--- BEGIN INPUT ---

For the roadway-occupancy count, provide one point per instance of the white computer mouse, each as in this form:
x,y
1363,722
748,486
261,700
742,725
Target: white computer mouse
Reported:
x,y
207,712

--- END INPUT ---

GOAL:
Reproduce all of the items above in full, requests included, offsetting every coordinate in the answers by 142 and leaving the numbers in the requests unchanged.

TASK RESULT:
For the roadway-occupancy count, provide one point per instance of the white computer mouse, each as in this form:
x,y
1363,722
748,486
261,700
742,725
Target: white computer mouse
Reported:
x,y
349,854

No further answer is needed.